** WRITTEN TASK 1 **
List each username that has a post in the thread about riding the Cascade Lakes Hwy, naming each one only once.
** WRITTEN TASK 2 **
From the thread about riding the Cascade Lakes Hwy, write out the passage from "Beautiful area to" up to and including "a nice description.", replacing "bikes" with "cyclists".
-- START OF PASSAGE --
# Cascade Lakes Hwy riding???



## bismo37 (Mar 22, 2002)

Hey guys,

Thinking of riding west of Bend along the Cascade Lakes Hwy this weekend. I was planning to camp with the wife near Devil's Lake or Spark's Lake off of Cascade Lakes Hwy. She'll be doing some hiking. I'll be biking...

I was planning to ride from one of the camping sites down along the Cascade Lakes Hwy to FS 40 heading east then north on FS 45 back onto Cascade Lakes Hwy back to the campsite. Looks like a bit over 50 miles.

Do you guys have any input on this plan? Are the roadways nice and safe? How the climb back up to Dutchman SnoPark? I can't find any info on the grade or shoulders on theses roads.

TIA!


----------



## B2 (Mar 12, 2002)

Beautiful area to ride this time of year. The shoulders are generally more than ample and the traffic shouldn't be bad at all. None of the climbs are real steep. Not sure but I would guess 6% - 7%. Have fun. I'll be down there riding some in about a week or so.


----------



## Stanley Roper (Apr 17, 2007)

Shoulders are much more than adequate. 

If you were to drive from Bend to Bachelor on a sunny weekend, you would pass, on average, 15-24 bikes (solo riders). It's very, very well travelled.

Here's a nice description.


----------



## bismo37 (Mar 22, 2002)

Thanks for the responses, guys.
-- END OF PASSAGE --
-- START OF INFORMATION SUPPLIED --
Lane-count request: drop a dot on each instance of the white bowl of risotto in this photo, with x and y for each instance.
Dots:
-- END OF INFORMATION SUPPLIED --
** WORKED ANSWER 1 **
bismo37, B2, Stanley Roper

** WORKED ANSWER 2 **
Beautiful area to ride this time of year. The shoulders are generally more than ample and the traffic shouldn't be bad at all. None of the climbs are real steep. Not sure but I would guess 6% - 7%. Have fun. I'll be down there riding some in about a week or so.


----------



## Stanley Roper (Apr 17, 2007)

Shoulders are much more than adequate. 

If you were to drive from Bend to Bachelor on a sunny weekend, you would pass, on average, 15-24 cyclists (solo riders). It's very, very well travelled.

Here's a nice description.